* What the task requires:
Copy the material below word for word, keeping every line intact and in its original order.

* Data for the task:

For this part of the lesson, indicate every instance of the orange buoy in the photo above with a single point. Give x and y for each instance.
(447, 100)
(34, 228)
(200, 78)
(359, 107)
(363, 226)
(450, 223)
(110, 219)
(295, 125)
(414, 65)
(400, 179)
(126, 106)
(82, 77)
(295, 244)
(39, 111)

* Result below:
For this part of the lesson, indicate every instance of the orange buoy in the photo above with a single point. Give x and y for each instance.
(447, 100)
(34, 228)
(200, 78)
(359, 107)
(363, 226)
(450, 223)
(110, 219)
(295, 125)
(414, 65)
(400, 179)
(126, 106)
(82, 77)
(295, 244)
(39, 111)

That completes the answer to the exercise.